• Assigned task:
Write out the data in full, exactly as shown.

• Dataset content:

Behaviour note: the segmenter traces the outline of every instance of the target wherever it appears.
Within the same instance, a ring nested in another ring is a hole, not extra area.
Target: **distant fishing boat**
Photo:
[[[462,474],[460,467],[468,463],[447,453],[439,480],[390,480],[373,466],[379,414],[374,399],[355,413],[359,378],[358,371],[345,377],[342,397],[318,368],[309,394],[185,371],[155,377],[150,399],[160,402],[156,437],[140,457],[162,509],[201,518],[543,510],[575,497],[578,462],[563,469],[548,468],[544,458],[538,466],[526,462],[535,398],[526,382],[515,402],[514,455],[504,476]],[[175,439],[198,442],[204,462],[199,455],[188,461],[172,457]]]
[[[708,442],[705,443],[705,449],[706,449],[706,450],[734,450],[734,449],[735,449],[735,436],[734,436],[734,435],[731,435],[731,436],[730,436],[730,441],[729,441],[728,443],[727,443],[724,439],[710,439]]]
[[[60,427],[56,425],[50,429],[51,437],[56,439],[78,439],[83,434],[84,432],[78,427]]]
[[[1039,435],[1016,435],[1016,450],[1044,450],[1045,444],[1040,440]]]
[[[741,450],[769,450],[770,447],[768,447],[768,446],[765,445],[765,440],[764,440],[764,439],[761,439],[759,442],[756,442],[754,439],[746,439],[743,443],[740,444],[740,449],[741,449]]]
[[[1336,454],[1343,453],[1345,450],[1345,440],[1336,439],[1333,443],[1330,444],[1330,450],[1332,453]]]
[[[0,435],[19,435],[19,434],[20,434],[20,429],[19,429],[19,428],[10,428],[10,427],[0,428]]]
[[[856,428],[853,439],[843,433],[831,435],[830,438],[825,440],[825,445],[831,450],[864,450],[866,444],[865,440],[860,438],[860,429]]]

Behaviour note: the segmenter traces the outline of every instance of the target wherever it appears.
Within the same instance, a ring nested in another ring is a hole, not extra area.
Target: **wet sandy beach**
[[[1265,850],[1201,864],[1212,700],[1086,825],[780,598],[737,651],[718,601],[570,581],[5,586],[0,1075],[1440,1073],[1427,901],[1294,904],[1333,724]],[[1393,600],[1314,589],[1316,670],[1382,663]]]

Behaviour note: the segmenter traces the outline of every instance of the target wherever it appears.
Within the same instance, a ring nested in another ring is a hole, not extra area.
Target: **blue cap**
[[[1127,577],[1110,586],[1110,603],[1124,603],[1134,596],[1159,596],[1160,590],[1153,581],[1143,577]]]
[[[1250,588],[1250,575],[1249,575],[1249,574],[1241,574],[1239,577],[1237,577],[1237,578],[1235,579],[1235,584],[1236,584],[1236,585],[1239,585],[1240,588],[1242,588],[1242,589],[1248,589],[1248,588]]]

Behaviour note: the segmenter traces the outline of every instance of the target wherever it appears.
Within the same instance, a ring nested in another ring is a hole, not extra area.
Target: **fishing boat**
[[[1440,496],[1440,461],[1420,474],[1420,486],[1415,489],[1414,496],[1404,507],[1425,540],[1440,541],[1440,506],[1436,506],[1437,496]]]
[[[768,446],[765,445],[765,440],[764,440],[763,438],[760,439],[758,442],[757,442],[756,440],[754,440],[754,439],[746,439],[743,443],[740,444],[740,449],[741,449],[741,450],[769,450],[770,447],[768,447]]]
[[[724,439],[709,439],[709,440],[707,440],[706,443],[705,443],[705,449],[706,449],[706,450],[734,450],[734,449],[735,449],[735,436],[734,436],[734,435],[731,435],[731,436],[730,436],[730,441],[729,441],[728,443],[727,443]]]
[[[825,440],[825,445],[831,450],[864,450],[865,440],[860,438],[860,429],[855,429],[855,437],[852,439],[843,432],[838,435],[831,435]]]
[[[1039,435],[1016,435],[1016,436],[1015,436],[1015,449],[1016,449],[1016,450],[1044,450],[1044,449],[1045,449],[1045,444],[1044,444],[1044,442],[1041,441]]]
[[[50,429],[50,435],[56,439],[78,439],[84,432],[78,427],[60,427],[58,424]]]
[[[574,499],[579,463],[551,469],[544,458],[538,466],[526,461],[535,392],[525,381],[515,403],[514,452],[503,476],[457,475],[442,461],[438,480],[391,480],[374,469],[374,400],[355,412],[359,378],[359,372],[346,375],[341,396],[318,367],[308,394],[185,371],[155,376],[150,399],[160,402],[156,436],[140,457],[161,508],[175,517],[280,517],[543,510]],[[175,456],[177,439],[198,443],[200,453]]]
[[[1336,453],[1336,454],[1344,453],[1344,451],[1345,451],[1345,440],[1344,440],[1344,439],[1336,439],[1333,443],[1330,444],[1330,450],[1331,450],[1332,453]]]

• Result:
Behaviour note: the segmenter traces the outline of every instance of the target wherever it appears.
Within the same instance, a ring nested in another ring is a hole, not extra area.
Target: **distant fishing boat**
Photo:
[[[462,474],[460,467],[468,463],[447,453],[439,480],[390,480],[373,466],[379,414],[374,399],[355,413],[359,378],[358,371],[345,377],[342,397],[318,368],[309,394],[185,371],[155,377],[150,399],[160,402],[156,437],[140,457],[162,509],[201,518],[543,510],[575,497],[578,462],[563,469],[548,468],[544,458],[538,466],[526,462],[535,398],[526,382],[515,402],[514,455],[504,476]],[[175,439],[198,442],[204,462],[199,455],[188,461],[172,457]]]
[[[708,442],[705,443],[705,449],[706,449],[706,450],[734,450],[734,449],[735,449],[735,436],[734,436],[734,435],[731,435],[731,436],[730,436],[730,441],[729,441],[728,443],[727,443],[724,439],[710,439]]]
[[[60,427],[56,425],[50,429],[51,437],[56,439],[78,439],[83,434],[84,432],[78,427]]]
[[[1039,435],[1016,435],[1016,450],[1044,450],[1045,444],[1040,440]]]
[[[741,450],[769,450],[770,447],[768,447],[768,446],[765,445],[765,440],[764,440],[764,439],[761,439],[759,442],[756,442],[754,439],[746,439],[743,443],[740,444],[740,449],[741,449]]]
[[[1336,454],[1343,453],[1345,450],[1345,440],[1336,439],[1333,443],[1330,444],[1330,450],[1332,453]]]
[[[0,435],[19,435],[19,434],[20,434],[20,429],[19,429],[19,428],[10,428],[10,427],[0,428]]]
[[[856,428],[853,439],[843,433],[831,435],[830,438],[825,440],[825,445],[831,450],[864,450],[866,444],[865,440],[860,438],[860,429]]]

Behaviour note: the segmenter traces the outline of every instance of the target wherever it appears.
Within the same instance, a ring nested in another ring is a hole, not extra area.
Target: **wet sandy beach**
[[[1265,850],[1201,864],[1212,700],[1086,825],[780,598],[737,651],[718,601],[570,581],[5,586],[0,1075],[1440,1073],[1427,901],[1294,904],[1333,724]],[[1393,600],[1314,589],[1316,670],[1382,663]]]

Behaviour note: the segmenter traces the outline of every instance of the target wherever it appears.
Within the same instance, a ring nested in another ring is a hole, not extra area.
Target: **blue cap**
[[[1127,577],[1110,586],[1110,603],[1124,603],[1134,596],[1159,596],[1160,590],[1153,581],[1143,577]]]
[[[1250,588],[1250,575],[1249,575],[1249,574],[1241,574],[1239,577],[1237,577],[1237,578],[1235,579],[1235,584],[1236,584],[1236,585],[1239,585],[1240,588],[1242,588],[1242,589],[1248,589],[1248,588]]]

Behaviour note: the segmenter traces the outline of every instance of the target wherever it appears.
Within the same instance, a ring nested in another ring is a hole, not extra area.
Target: **fishing boat**
[[[1440,496],[1440,461],[1420,474],[1420,486],[1415,489],[1414,496],[1404,507],[1425,540],[1440,541],[1440,506],[1436,506],[1437,496]]]
[[[768,446],[765,445],[765,440],[764,440],[763,438],[760,439],[758,442],[757,442],[756,440],[754,440],[754,439],[746,439],[743,443],[740,444],[740,449],[741,449],[741,450],[769,450],[770,447],[768,447]]]
[[[724,439],[709,439],[709,440],[707,440],[706,443],[705,443],[705,449],[706,449],[706,450],[734,450],[734,449],[735,449],[735,436],[734,436],[734,435],[731,435],[731,436],[730,436],[730,441],[729,441],[728,443],[727,443]]]
[[[825,440],[825,445],[831,450],[864,450],[865,440],[860,438],[860,429],[855,429],[855,437],[852,439],[843,432],[838,435],[831,435]]]
[[[1039,435],[1016,435],[1016,436],[1015,436],[1015,449],[1016,449],[1016,450],[1044,450],[1044,449],[1045,449],[1045,444],[1044,444],[1044,442],[1041,441]]]
[[[50,429],[50,435],[56,439],[78,439],[84,432],[78,427],[60,427],[58,424]]]
[[[574,499],[579,463],[551,469],[544,458],[538,466],[526,461],[535,392],[525,381],[515,403],[514,452],[503,476],[457,475],[442,461],[438,480],[391,480],[374,469],[374,400],[355,412],[359,378],[359,372],[346,375],[341,396],[318,367],[308,394],[185,371],[155,376],[150,399],[160,402],[156,436],[140,457],[161,508],[175,517],[280,517],[543,510]],[[175,456],[177,439],[198,443],[200,453]]]
[[[1336,453],[1336,454],[1344,453],[1344,451],[1345,451],[1345,440],[1344,440],[1344,439],[1336,439],[1333,443],[1330,444],[1330,450],[1331,450],[1332,453]]]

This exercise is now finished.